TASKS —
a – Do the following statements agree with the forum thread about the market volatility index? Answer yes or no for each, and quote the deciding words of the thread. (i) OZIV is built from option implied volatilities of stocks in a single sector. (ii) VIX is basically regarded as a fear indicator. (iii) wayneL suggests that a peak in OZIV looks like a buy signal.
b – Extract the part of the volatility index thread starting at "Looking at OZIV, is" and ending at "brerwallabi (10 March 2006)".
c – In the volatility index thread, what name did wayneL give his Australian version of VIX?

DOCUMENT —
-- start --
# Market Volatility Index - clues to sentiment?



## wayneL (10 March 2006)

HI

You can do all sorts of things with data if you can get it into Amibroker.

This is the latest thing I've come up with... In the US there is an indicator called VIX, which is a composite of IV's of the options of a range of large stocks. It is something a great many tecnicians take notice over there.

Well I've created an Aussie version OZIV for want of a better name. It is a composite of liquid option IV's across arange of stocks in different sectors.







Google VIX and you'll quickly find the interpretation of ther indicator, but basically it is regarded as a fear indicator... It peaks at market bottoms and bottoms in bull markets.

Looking at OZIV, is steadily trending upwards, with intermediate peaks and troughs reverse correlated to XJO peaks and troughs as you'd expect.

But what about this gradual trend toward higher IV's?

Whadaya think?


----------



## brerwallabi (10 March 2006)

Never heard of this or taken to much notice but its saying on your pink trend line buy on the dips and sell on the highs???  
Can I ask how much data you inported to support the OZ iv chart and what your criteria was to include.


----------



## wayneL (10 March 2006)

An article on VIX:

http://www.investopedia.com/articles/optioninvestor/03/091003.asp

Brer

If you line up the highs on OZIV, they correspond with the lows on the chart. It seems that when OZIV peaks, it's a buy signal.
-- end --
STORED ROWS —
-- start --
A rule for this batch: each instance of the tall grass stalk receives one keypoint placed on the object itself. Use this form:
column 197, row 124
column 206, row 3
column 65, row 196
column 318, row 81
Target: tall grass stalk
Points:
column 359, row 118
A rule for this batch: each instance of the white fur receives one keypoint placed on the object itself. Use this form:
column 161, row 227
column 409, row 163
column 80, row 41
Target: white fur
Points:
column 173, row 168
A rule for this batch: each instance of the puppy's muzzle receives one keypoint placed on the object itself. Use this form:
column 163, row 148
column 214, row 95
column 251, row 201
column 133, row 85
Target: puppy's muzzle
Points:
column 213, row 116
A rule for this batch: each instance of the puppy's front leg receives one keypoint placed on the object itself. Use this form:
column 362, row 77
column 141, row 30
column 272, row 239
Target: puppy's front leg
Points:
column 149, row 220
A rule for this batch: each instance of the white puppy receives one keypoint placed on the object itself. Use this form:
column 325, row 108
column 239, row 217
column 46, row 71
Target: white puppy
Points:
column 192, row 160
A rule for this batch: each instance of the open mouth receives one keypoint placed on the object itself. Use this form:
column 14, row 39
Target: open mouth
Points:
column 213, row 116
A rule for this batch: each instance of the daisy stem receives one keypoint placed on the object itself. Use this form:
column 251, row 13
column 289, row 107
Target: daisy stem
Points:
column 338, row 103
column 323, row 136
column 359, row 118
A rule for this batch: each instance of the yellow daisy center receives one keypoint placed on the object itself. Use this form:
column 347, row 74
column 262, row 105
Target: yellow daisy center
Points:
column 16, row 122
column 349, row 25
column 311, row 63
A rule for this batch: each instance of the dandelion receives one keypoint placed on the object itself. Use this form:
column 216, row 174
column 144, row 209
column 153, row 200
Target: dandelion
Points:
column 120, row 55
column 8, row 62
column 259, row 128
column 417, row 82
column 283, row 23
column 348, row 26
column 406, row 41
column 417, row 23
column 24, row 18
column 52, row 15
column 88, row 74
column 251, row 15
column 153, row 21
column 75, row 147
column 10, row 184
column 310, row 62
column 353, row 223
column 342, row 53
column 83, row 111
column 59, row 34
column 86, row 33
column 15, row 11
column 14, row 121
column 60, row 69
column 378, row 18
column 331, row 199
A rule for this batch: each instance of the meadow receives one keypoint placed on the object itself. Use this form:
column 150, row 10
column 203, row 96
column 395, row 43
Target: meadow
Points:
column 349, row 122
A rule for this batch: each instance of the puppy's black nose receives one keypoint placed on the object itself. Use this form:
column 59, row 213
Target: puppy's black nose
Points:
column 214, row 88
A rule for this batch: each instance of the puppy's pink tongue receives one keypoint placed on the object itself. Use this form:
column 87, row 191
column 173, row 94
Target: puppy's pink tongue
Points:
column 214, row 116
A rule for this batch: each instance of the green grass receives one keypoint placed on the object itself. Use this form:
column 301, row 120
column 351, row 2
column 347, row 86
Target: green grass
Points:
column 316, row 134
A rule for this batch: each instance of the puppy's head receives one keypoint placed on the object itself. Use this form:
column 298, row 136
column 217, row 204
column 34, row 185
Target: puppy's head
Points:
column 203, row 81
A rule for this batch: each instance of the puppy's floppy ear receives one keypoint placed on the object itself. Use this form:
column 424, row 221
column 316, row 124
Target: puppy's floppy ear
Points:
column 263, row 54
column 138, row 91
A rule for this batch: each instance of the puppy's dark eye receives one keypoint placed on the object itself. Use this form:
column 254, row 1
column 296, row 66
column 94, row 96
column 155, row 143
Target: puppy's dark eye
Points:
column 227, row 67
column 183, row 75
-- end --
SOLUTIONS TO EACH TASK —
a –
(i) No: "It is a composite of liquid option IV's across arange of stocks in different sectors."
(ii) Yes: "basically it is regarded as a fear indicator"
(iii) Yes: "It seems that when OZIV peaks, it's a buy signal."

b –
Looking at OZIV, is steadily trending upwards, with intermediate peaks and troughs reverse correlated to XJO peaks and troughs as you'd expect.

But what about this gradual trend toward higher IV's?

Whadaya think?


----------



## brerwallabi (10 March 2006)

c – OZIV